Request: Copy each of the following lines word for word, with no changes.

Data provided:
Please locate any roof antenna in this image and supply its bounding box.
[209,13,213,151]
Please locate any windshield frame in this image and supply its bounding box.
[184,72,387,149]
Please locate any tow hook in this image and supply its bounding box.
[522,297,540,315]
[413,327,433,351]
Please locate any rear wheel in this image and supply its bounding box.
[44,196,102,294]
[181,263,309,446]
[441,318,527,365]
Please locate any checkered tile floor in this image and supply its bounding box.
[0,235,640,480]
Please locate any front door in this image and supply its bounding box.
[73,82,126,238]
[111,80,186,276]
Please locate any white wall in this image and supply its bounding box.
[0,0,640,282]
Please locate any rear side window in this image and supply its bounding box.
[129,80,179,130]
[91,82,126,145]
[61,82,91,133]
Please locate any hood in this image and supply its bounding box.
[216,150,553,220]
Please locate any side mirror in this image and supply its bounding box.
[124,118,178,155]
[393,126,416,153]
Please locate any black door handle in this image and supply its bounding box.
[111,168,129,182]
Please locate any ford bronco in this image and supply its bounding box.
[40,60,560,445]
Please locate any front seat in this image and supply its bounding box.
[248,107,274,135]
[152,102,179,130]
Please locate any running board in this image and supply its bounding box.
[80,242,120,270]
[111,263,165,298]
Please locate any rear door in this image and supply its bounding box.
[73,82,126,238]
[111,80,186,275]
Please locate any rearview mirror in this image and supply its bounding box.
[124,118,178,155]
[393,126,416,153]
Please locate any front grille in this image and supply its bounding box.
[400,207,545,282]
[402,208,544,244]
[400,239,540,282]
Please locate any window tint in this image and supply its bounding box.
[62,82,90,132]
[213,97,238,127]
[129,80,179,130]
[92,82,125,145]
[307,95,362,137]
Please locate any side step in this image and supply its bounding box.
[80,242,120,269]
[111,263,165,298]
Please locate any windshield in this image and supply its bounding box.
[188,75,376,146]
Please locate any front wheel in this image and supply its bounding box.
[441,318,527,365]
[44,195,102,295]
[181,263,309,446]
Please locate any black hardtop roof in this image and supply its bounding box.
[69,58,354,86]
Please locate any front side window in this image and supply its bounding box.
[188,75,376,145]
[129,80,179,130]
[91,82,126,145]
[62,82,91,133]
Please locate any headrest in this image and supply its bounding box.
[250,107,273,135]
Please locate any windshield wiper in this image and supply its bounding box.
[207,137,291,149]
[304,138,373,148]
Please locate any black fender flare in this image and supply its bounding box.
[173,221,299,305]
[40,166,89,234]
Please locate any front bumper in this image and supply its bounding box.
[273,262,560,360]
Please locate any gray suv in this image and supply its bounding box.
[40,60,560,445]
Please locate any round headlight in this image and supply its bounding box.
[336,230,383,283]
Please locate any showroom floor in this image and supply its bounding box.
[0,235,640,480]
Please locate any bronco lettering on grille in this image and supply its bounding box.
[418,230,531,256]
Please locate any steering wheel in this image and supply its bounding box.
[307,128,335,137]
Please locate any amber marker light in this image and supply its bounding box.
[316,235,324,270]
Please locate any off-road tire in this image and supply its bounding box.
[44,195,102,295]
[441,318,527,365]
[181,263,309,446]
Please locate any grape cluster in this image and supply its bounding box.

Exercise answer:
Please locate any roof antenna in this image and supply its bounding box.
[209,13,213,151]
Please locate any windshield frame in this image and supply its bounding box.
[184,72,387,149]
Please locate any tow hook in this image and supply its bounding box.
[522,297,540,315]
[413,327,433,351]
Please locate any rear wheel in this image and supply its bounding box.
[44,196,102,294]
[181,263,309,446]
[441,318,527,365]
Please locate any checkered tile floor in this image and supply its bounding box.
[0,235,640,480]
Please locate any front door in this image and supply its bounding box.
[73,82,126,238]
[111,80,186,276]
Please locate any white wall in this image and supply its bounding box.
[0,0,640,282]
Please locate any rear side window in this image and supply its bounding box.
[129,80,179,130]
[91,82,126,145]
[61,82,91,133]
Please locate any hood in this image and supply its bounding box.
[216,150,553,220]
Please locate any side mirror in this image and supply its bounding box.
[124,118,178,155]
[393,126,416,153]
Please locate any black door handle in this image and supply its bounding box.
[111,168,129,182]
Please locate any ford bronco in this image and supply its bounding box.
[40,60,560,445]
Please locate any front seat in this image and supply its bounding box.
[248,107,274,135]
[152,102,179,130]
Please locate any running board in this image and supply its bounding box.
[80,242,120,270]
[111,263,165,298]
Please locate any rear door in this image and supply its bounding box.
[73,82,126,238]
[111,80,186,275]
Please locate any rearview mirror in this image and supply its bounding box.
[124,118,178,155]
[393,126,416,153]
Please locate any front grille in this image and supply its bounding box.
[400,207,545,282]
[402,208,544,244]
[400,239,540,282]
Please locate any window tint in this image and supply its bounding box.
[62,82,90,132]
[213,97,238,127]
[129,80,179,130]
[92,82,125,145]
[307,95,362,137]
Please locate any side step in this image and supply its bounding box.
[80,242,120,269]
[111,263,165,298]
Please locate any windshield in this image and supply its bounding box.
[188,75,376,146]
Please locate any front wheel in this image and supply its bounding box.
[441,318,527,365]
[44,195,102,295]
[181,263,309,446]
Please locate any black hardtop roof in this image and supply its bounding box.
[69,58,354,86]
Please locate any front side window in this image and supply its bounding box.
[188,75,376,145]
[129,80,179,130]
[91,82,126,145]
[62,82,91,133]
Please locate any headrest in this image and supply its bounding box.
[250,107,273,135]
Please locate any windshield wiper in this image and supply its bounding box.
[207,137,291,149]
[304,138,373,148]
Please locate any black fender flare in this image and supply its bounding box.
[173,221,299,305]
[40,166,89,234]
Please locate any front bumper in this image and supply its bounding box.
[273,262,560,360]
Please locate any gray suv in this image and supply its bounding box.
[40,60,560,445]
Please locate any round headlight in this image and supply its bounding box.
[336,230,383,283]
Please locate any showroom floor in this image and supply its bounding box.
[0,235,640,480]
Please locate any bronco lettering on grille in this image and supply its bounding box.
[418,230,531,256]
Please locate any steering wheel in this image and supply its bounding box.
[307,128,335,137]
Please locate any amber marker light in this image and supply its bounding box.
[316,235,324,270]
Please locate any off-road tire in this image and supply its bounding box.
[44,195,102,295]
[441,318,527,365]
[181,263,309,446]
Please locate any grape cluster in this image and supply its bounding box.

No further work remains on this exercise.